Article:

^^^^^^^^

Il existe autant de formes de féminisme qu’il y a de femmes. Ainhoa Achutegui, présidente du Planning familial, évoque ce long combat pour l’égalité des sexes contre les préjugés en cette journée internationale pour les Droits des femmes.
Les femmes ont prouvé depuis des siècles au travers de nombreux combats menés en faveur d’une société égalitaire qu’elles n’étaient pas plus bêtes que les hommes, mais seulement victimes de préjugés aux origines nombreuses. Les féministes modernes, au rang desquelles compte Ainhoa Achutegui, ont repris le flambeau et tentent de les déconstruire pour une société plus ouverte et plus respectueuse des femmes en tant qu’êtres humains.
Quel a été votre déclic féministe ?
Ainhoa Achutegui : Toute jeune déjà, à l’école, j’ai traité des sujets relatifs aux femmes. En seconde, à 16 ans, j’ai appris plein de choses lors d’un projet sur les femmes au XVIIIe siècle. En ce qui concerne la santé reproductive et sexuelle, j’ai été influencée par une tante très active dans ce domaine au Venezuela. Le vrai déclic est arrivé quand je faisais mes études de philosophie. J’ai fait beaucoup de séminaires en philosophie de la sexualité, ce qu’on appelle aujourd’hui gender studies. J’ai beaucoup lu. Cela m’a fait comprendre énormément de choses.
Les filles sont-elles généralement conscientes aussi jeunes du féminisme? Est-ce une question de milieu social ?
Cela dépend de son foyer d’origine. Les femmes de ma famille sont féministes et de par mes études, j’étais déjà dans le bain. Il est évident que la classe sociale joue un rôle. Tout le monde ne peut pas aller à l’université. C’est notre rôle à nous qui avons pu bénéficier d’une bonne éducation de nous engager. On n’est pas nécessairement féministe parce qu’on est une femme, mais en tant que féministe, on doit prêter notre voix aux femmes et veiller à ce qu’il y ait plus de conscientisation. Beaucoup de femmes sont accaparées par les soucis du quotidien et n’ont pas le temps d’intellectualiser ce qui leur arrive. Ce qui n’empêche pas qu’elles puissent être conscientisées sans le savoir. Le féminisme est toujours allé de pair avec les combats sociaux et sociétaux ou d’autres idéologies positives. Le féminisme est une politique engagée pour l’égalité entre les êtres humains.
On n’est pas féministe parce qu’on est une femme, mais en tant que féministe, on doit prêter notre voix aux femmes
Quand on évoque le féminisme, on parle de combat. Est-ce une connotation négative ?

^^^^^^^^

Données extraites:
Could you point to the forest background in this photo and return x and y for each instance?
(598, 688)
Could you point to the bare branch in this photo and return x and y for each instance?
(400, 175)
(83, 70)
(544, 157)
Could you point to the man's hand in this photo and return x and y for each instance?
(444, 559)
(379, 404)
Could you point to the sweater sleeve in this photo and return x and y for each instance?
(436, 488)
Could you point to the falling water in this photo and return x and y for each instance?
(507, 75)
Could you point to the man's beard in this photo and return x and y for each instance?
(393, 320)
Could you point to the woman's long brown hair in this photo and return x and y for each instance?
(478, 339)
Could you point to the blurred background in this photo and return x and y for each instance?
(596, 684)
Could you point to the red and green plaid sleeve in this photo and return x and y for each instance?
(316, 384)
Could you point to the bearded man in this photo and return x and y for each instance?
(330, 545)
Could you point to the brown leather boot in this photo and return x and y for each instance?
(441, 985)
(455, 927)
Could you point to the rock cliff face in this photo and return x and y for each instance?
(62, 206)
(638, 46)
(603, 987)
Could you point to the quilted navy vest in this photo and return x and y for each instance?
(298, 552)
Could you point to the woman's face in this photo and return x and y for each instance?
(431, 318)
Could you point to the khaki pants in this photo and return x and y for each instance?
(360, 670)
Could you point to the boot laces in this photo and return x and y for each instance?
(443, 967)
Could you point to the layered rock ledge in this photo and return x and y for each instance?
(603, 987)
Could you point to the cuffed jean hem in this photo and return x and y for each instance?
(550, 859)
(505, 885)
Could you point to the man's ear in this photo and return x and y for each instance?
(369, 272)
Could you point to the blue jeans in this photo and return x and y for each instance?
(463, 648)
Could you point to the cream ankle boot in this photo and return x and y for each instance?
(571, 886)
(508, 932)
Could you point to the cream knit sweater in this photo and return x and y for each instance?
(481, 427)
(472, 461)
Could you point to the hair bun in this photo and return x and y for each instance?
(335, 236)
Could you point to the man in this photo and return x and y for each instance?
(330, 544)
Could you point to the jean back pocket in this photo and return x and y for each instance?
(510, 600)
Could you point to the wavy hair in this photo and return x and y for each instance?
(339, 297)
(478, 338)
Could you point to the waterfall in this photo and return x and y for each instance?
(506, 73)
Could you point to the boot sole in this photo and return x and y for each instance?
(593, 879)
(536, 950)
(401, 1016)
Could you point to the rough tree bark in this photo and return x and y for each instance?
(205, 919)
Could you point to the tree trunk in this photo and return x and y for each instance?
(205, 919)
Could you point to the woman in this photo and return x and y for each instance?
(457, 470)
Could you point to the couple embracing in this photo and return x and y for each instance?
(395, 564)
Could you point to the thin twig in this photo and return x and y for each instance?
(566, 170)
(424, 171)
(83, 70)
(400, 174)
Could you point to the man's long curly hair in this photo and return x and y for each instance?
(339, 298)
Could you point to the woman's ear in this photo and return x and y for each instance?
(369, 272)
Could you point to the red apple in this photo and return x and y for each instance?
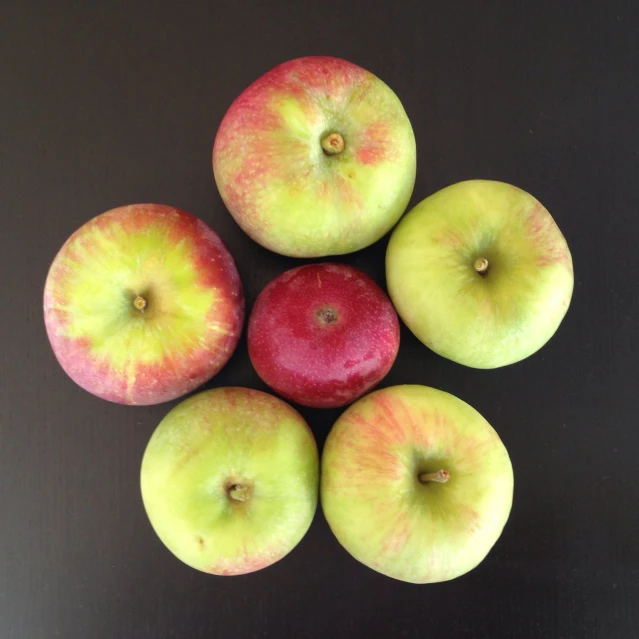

^^^^^^^^

Objectifs:
1. Reformulez sous forme de liste le paragraphe de l'entretien qui commence par « Cela dépend de son foyer d'origine », en gardant ses idées principales.
2. Poursuivez l'entretien sur le féminisme à partir de sa dernière phrase.
La liste est un document distinct de l'entretien.

Corrigé de l'exercice:
1.
- La prise de conscience féministe dépend du foyer d'origine. Les femmes de la famille d'Ainhoa Achutegui sont féministes, et ses études l'avaient déjà plongée dans le sujet.
- La classe sociale joue un rôle, car tout le monde ne peut pas aller à l'université.
- Celles qui ont bénéficié d'une bonne éducation ont le rôle de s'engager.
- On n'est pas nécessairement féministe parce qu'on est une femme. En revanche, une féministe doit prêter sa voix aux femmes et favoriser la conscientisation.
- Beaucoup de femmes, accaparées par les soucis du quotidien, n'ont pas le temps d'intellectualiser ce qui leur arrive. Elles peuvent pourtant être conscientisées sans le savoir.
- Le féminisme a toujours accompagné les combats sociaux et sociétaux ou d'autres idéologies positives. C'est une politique engagée pour l'égalité entre les êtres humains.

2.
Le féminisme n’a jamais été pacifique. Il a toujours été un mouvement radical. Malheureusement, il faut en passer par là pour être entendues. Il y a des femmes et des hommes dans ce combat qui croient qu’en tant qu’êtres humains, nous avons droit à la même dignité. C’est un combat parce que certains doivent lâcher des privilèges, construits au fil des siècles. C’est difficile et il y a beaucoup de travail. D’un point de vue historique, il faut mettre en avant les femmes oubliées ou gommées de l’histoire. Il faut aussi un changement en matière d’éducation pour donner aux filles la force de s’affirmer et permettre aux garçons de se rendre compte qu’il y avait des pirates femmes, qu’il y a de grandes scientifiques. Ada Lovelace a écrit le premier programme informatique. Sans elle, nous n’aurions pas d’ordinateurs. En anglais, on parle de « her »story et plus de « his »tory. C’est pour cette raison que le féminisme ne peut avancer que groupé et de manière radicale.
Je suis en faveur des quotas. Il faut une égalité dans les entreprises et plus de femmes dans les conseils d’administration pour pouvoir peser sur les décisions.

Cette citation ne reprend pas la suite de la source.